Extract from the entries below each line that contains the string "sprinkler".

* **Entries**:
'''

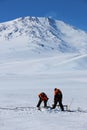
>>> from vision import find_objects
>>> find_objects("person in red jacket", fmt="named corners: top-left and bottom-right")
top-left (52, 88), bottom-right (64, 111)
top-left (37, 92), bottom-right (49, 108)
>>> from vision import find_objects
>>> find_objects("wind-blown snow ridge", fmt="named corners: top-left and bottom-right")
top-left (0, 17), bottom-right (87, 74)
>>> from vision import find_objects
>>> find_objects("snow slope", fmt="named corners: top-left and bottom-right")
top-left (0, 17), bottom-right (87, 130)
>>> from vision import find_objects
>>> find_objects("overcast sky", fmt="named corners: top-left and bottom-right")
top-left (0, 0), bottom-right (87, 31)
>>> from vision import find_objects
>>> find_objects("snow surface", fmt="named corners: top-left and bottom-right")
top-left (0, 17), bottom-right (87, 130)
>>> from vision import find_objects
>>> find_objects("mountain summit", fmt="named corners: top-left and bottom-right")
top-left (0, 17), bottom-right (87, 53)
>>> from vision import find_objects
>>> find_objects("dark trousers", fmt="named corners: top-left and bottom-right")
top-left (37, 98), bottom-right (47, 107)
top-left (52, 99), bottom-right (64, 111)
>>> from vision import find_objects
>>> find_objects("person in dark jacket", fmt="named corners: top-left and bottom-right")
top-left (37, 92), bottom-right (49, 108)
top-left (52, 88), bottom-right (64, 111)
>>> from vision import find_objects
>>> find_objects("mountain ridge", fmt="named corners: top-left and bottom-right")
top-left (0, 16), bottom-right (87, 53)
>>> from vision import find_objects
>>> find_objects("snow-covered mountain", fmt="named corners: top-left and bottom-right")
top-left (0, 17), bottom-right (87, 53)
top-left (0, 17), bottom-right (87, 73)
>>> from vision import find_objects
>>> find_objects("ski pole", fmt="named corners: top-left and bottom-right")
top-left (68, 98), bottom-right (74, 110)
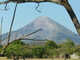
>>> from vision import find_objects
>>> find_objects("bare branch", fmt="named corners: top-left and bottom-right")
top-left (35, 2), bottom-right (41, 13)
top-left (7, 3), bottom-right (18, 44)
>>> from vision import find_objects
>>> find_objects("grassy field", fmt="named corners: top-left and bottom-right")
top-left (0, 58), bottom-right (80, 60)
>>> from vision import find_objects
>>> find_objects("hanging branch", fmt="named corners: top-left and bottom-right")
top-left (61, 0), bottom-right (80, 35)
top-left (7, 3), bottom-right (18, 44)
top-left (35, 2), bottom-right (41, 13)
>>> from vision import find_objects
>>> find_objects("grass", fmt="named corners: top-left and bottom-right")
top-left (0, 57), bottom-right (80, 60)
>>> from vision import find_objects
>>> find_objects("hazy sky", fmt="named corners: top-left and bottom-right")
top-left (0, 0), bottom-right (80, 33)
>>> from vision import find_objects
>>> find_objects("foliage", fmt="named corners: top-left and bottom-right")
top-left (0, 39), bottom-right (80, 58)
top-left (45, 40), bottom-right (58, 49)
top-left (32, 47), bottom-right (45, 58)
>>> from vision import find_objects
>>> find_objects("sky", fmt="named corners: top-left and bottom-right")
top-left (0, 0), bottom-right (80, 33)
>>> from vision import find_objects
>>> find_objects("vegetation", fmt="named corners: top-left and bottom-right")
top-left (0, 39), bottom-right (80, 58)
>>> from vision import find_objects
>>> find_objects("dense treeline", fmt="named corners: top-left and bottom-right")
top-left (0, 39), bottom-right (80, 58)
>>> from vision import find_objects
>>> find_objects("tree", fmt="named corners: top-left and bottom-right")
top-left (32, 47), bottom-right (45, 58)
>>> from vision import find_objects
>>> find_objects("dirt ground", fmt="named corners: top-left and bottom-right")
top-left (0, 58), bottom-right (80, 60)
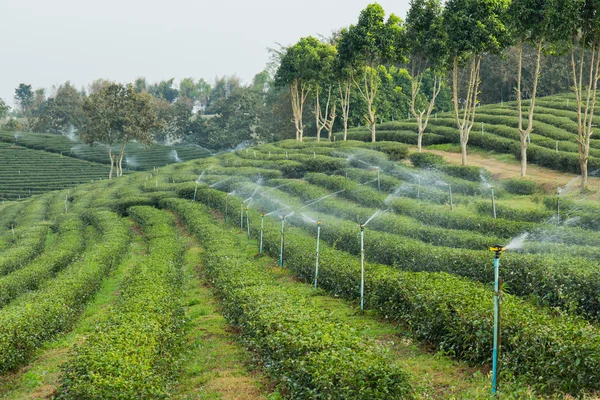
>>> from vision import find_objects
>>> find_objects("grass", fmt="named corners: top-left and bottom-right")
top-left (172, 220), bottom-right (276, 400)
top-left (0, 223), bottom-right (145, 400)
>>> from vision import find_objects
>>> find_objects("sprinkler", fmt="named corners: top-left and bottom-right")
top-left (246, 207), bottom-right (250, 243)
top-left (279, 215), bottom-right (285, 267)
top-left (556, 188), bottom-right (562, 225)
top-left (315, 221), bottom-right (321, 289)
top-left (225, 193), bottom-right (229, 222)
top-left (258, 213), bottom-right (265, 254)
top-left (490, 186), bottom-right (496, 219)
top-left (360, 224), bottom-right (365, 311)
top-left (490, 244), bottom-right (506, 395)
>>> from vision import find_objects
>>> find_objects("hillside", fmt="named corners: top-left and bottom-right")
top-left (0, 132), bottom-right (209, 200)
top-left (0, 137), bottom-right (600, 399)
top-left (336, 94), bottom-right (600, 176)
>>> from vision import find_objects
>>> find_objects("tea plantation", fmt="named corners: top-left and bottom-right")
top-left (0, 131), bottom-right (600, 399)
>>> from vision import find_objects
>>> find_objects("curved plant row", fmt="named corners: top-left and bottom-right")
top-left (190, 191), bottom-right (600, 394)
top-left (162, 199), bottom-right (412, 399)
top-left (59, 207), bottom-right (185, 399)
top-left (0, 215), bottom-right (84, 308)
top-left (0, 211), bottom-right (129, 373)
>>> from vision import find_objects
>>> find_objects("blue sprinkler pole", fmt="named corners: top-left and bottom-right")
top-left (360, 224), bottom-right (365, 311)
top-left (258, 214), bottom-right (265, 254)
top-left (490, 245), bottom-right (504, 395)
top-left (279, 215), bottom-right (285, 267)
top-left (315, 221), bottom-right (321, 289)
top-left (246, 207), bottom-right (250, 243)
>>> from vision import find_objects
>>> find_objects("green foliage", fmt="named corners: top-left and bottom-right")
top-left (164, 198), bottom-right (412, 399)
top-left (59, 207), bottom-right (185, 399)
top-left (502, 179), bottom-right (538, 195)
top-left (409, 153), bottom-right (446, 168)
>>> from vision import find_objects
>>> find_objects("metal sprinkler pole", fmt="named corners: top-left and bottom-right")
top-left (490, 245), bottom-right (505, 395)
top-left (315, 221), bottom-right (321, 289)
top-left (360, 224), bottom-right (365, 311)
top-left (556, 188), bottom-right (560, 225)
top-left (491, 186), bottom-right (496, 219)
top-left (258, 214), bottom-right (265, 254)
top-left (279, 215), bottom-right (285, 267)
top-left (246, 207), bottom-right (250, 243)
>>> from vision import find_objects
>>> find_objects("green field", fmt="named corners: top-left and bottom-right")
top-left (336, 94), bottom-right (600, 174)
top-left (0, 136), bottom-right (600, 399)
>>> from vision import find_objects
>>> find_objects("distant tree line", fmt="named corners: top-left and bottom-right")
top-left (0, 0), bottom-right (600, 186)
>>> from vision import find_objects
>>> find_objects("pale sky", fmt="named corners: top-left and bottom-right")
top-left (0, 0), bottom-right (409, 106)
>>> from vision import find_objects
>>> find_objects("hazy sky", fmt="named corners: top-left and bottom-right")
top-left (0, 0), bottom-right (409, 105)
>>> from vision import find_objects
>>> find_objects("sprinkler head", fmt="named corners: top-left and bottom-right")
top-left (490, 244), bottom-right (506, 258)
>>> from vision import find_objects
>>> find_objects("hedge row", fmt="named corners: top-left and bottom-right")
top-left (163, 198), bottom-right (412, 399)
top-left (0, 224), bottom-right (49, 277)
top-left (0, 215), bottom-right (84, 308)
top-left (59, 207), bottom-right (185, 399)
top-left (197, 189), bottom-right (600, 394)
top-left (0, 212), bottom-right (129, 373)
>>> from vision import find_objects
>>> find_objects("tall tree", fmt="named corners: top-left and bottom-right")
top-left (508, 0), bottom-right (554, 178)
top-left (275, 36), bottom-right (323, 142)
top-left (80, 83), bottom-right (159, 179)
top-left (443, 0), bottom-right (510, 165)
top-left (552, 0), bottom-right (600, 190)
top-left (405, 0), bottom-right (447, 153)
top-left (312, 43), bottom-right (337, 141)
top-left (15, 83), bottom-right (34, 117)
top-left (338, 4), bottom-right (403, 142)
top-left (0, 99), bottom-right (10, 119)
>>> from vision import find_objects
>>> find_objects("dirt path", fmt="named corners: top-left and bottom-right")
top-left (410, 147), bottom-right (600, 191)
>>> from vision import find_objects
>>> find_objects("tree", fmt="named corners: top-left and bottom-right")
top-left (443, 0), bottom-right (510, 165)
top-left (405, 0), bottom-right (447, 153)
top-left (80, 83), bottom-right (159, 179)
top-left (312, 43), bottom-right (337, 141)
top-left (36, 81), bottom-right (84, 134)
top-left (275, 36), bottom-right (323, 142)
top-left (338, 4), bottom-right (404, 142)
top-left (508, 0), bottom-right (553, 178)
top-left (15, 83), bottom-right (34, 117)
top-left (0, 99), bottom-right (10, 119)
top-left (551, 0), bottom-right (600, 190)
top-left (148, 78), bottom-right (179, 103)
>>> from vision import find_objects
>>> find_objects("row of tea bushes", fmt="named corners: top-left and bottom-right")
top-left (59, 206), bottom-right (185, 399)
top-left (163, 195), bottom-right (412, 399)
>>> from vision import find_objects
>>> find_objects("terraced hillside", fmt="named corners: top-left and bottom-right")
top-left (0, 141), bottom-right (600, 399)
top-left (336, 94), bottom-right (600, 174)
top-left (0, 132), bottom-right (210, 171)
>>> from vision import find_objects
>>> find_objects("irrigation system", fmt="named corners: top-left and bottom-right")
top-left (490, 245), bottom-right (506, 395)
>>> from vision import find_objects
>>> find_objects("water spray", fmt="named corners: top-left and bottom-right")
top-left (490, 186), bottom-right (496, 219)
top-left (490, 245), bottom-right (506, 395)
top-left (315, 221), bottom-right (321, 289)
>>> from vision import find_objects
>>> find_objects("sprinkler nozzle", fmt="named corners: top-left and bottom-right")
top-left (490, 244), bottom-right (506, 258)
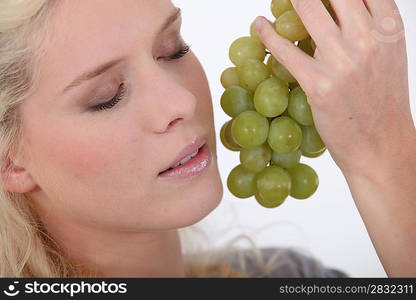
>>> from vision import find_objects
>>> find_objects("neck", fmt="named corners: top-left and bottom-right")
top-left (40, 213), bottom-right (185, 277)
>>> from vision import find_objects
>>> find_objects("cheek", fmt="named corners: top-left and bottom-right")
top-left (26, 111), bottom-right (149, 198)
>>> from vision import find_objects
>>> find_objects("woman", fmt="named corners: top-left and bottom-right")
top-left (0, 0), bottom-right (416, 277)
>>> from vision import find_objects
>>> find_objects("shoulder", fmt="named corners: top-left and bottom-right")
top-left (224, 247), bottom-right (348, 277)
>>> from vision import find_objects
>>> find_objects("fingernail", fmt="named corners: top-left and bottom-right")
top-left (254, 17), bottom-right (266, 31)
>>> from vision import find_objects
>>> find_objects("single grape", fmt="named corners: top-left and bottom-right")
top-left (227, 165), bottom-right (256, 199)
top-left (287, 87), bottom-right (313, 126)
top-left (250, 23), bottom-right (264, 46)
top-left (271, 0), bottom-right (294, 19)
top-left (240, 143), bottom-right (272, 173)
top-left (254, 194), bottom-right (286, 208)
top-left (267, 55), bottom-right (296, 83)
top-left (298, 37), bottom-right (316, 57)
top-left (289, 82), bottom-right (299, 91)
top-left (229, 36), bottom-right (266, 66)
top-left (237, 59), bottom-right (270, 92)
top-left (275, 10), bottom-right (309, 42)
top-left (221, 85), bottom-right (254, 118)
top-left (220, 120), bottom-right (241, 151)
top-left (221, 67), bottom-right (240, 89)
top-left (268, 116), bottom-right (302, 154)
top-left (272, 149), bottom-right (302, 169)
top-left (300, 126), bottom-right (326, 154)
top-left (256, 165), bottom-right (291, 204)
top-left (302, 148), bottom-right (326, 158)
top-left (231, 110), bottom-right (269, 149)
top-left (254, 77), bottom-right (289, 118)
top-left (287, 163), bottom-right (319, 199)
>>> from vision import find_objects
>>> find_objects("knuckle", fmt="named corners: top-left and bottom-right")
top-left (308, 76), bottom-right (335, 101)
top-left (354, 36), bottom-right (378, 56)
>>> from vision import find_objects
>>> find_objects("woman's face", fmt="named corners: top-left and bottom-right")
top-left (17, 0), bottom-right (223, 232)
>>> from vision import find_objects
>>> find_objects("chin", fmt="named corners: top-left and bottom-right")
top-left (170, 164), bottom-right (223, 228)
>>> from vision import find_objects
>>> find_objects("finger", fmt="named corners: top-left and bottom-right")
top-left (330, 0), bottom-right (372, 34)
top-left (254, 17), bottom-right (316, 92)
top-left (365, 0), bottom-right (405, 43)
top-left (291, 0), bottom-right (341, 49)
top-left (364, 0), bottom-right (399, 17)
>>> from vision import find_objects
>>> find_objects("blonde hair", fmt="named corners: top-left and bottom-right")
top-left (0, 0), bottom-right (312, 277)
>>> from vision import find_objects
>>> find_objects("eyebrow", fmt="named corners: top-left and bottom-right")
top-left (62, 8), bottom-right (181, 94)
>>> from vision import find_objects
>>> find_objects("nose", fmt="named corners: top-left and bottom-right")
top-left (141, 68), bottom-right (197, 133)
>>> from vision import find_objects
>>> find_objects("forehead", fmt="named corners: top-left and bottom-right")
top-left (41, 0), bottom-right (173, 91)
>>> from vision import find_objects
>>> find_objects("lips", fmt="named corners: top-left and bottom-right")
top-left (159, 136), bottom-right (207, 174)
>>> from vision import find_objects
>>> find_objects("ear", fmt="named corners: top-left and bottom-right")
top-left (0, 158), bottom-right (37, 194)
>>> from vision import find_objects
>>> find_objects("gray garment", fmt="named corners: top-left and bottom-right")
top-left (227, 247), bottom-right (349, 278)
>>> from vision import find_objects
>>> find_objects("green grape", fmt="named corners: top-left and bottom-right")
top-left (221, 85), bottom-right (254, 118)
top-left (254, 194), bottom-right (286, 208)
top-left (289, 82), bottom-right (299, 91)
top-left (300, 126), bottom-right (326, 154)
top-left (227, 165), bottom-right (256, 199)
top-left (221, 67), bottom-right (240, 89)
top-left (271, 0), bottom-right (294, 19)
top-left (237, 59), bottom-right (270, 92)
top-left (302, 148), bottom-right (326, 158)
top-left (254, 77), bottom-right (289, 118)
top-left (231, 110), bottom-right (269, 149)
top-left (229, 36), bottom-right (266, 66)
top-left (267, 55), bottom-right (296, 83)
top-left (287, 87), bottom-right (313, 126)
top-left (298, 37), bottom-right (316, 57)
top-left (220, 120), bottom-right (241, 151)
top-left (240, 143), bottom-right (272, 173)
top-left (275, 10), bottom-right (309, 42)
top-left (272, 149), bottom-right (302, 169)
top-left (250, 23), bottom-right (264, 42)
top-left (256, 165), bottom-right (291, 204)
top-left (268, 116), bottom-right (302, 154)
top-left (287, 163), bottom-right (319, 199)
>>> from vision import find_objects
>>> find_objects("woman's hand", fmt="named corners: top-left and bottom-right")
top-left (252, 0), bottom-right (416, 175)
top-left (256, 0), bottom-right (416, 277)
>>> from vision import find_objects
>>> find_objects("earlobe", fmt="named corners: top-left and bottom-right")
top-left (0, 159), bottom-right (36, 194)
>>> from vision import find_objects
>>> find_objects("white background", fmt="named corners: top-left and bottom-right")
top-left (174, 0), bottom-right (416, 277)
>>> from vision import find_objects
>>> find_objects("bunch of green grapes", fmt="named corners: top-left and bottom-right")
top-left (220, 0), bottom-right (333, 208)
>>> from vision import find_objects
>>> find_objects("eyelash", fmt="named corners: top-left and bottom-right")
top-left (91, 45), bottom-right (191, 111)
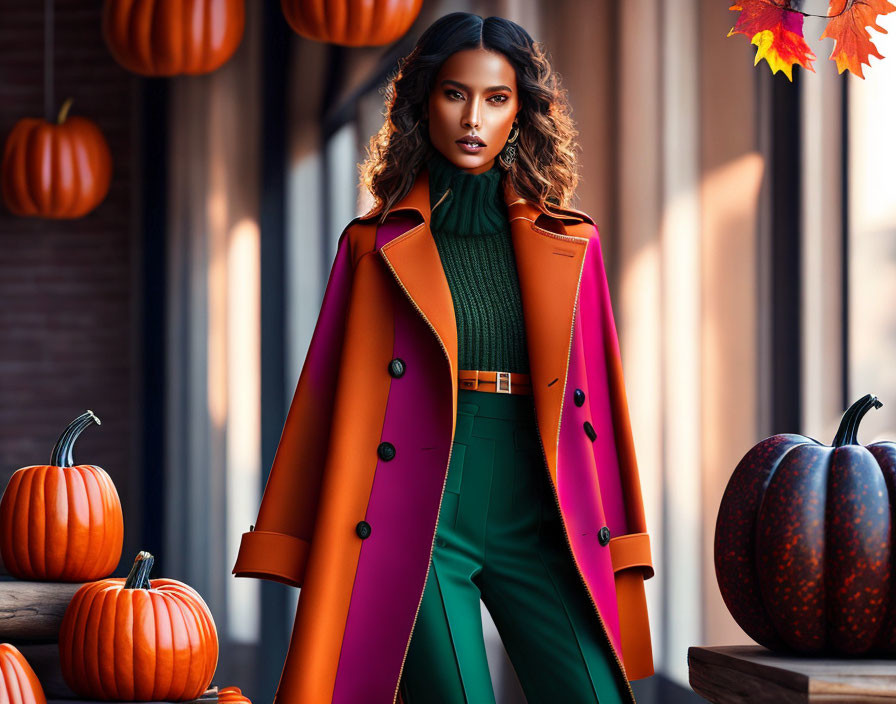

'''

* **Completed task**:
>>> find_objects("sprinkler", fmt="named corners: top-left and bottom-right")
>>> find_objects("blue sprinkler pole", fmt="named corners: top-left and bottom-right")
>>> find_objects("metal sprinkler pole", fmt="named corners: top-left and bottom-right")
>>> find_objects("sprinkler head", fmt="named corners: top-left and bottom-right")
>>> find_objects("sprinkler nozzle", fmt="named corners: top-left and bottom-right")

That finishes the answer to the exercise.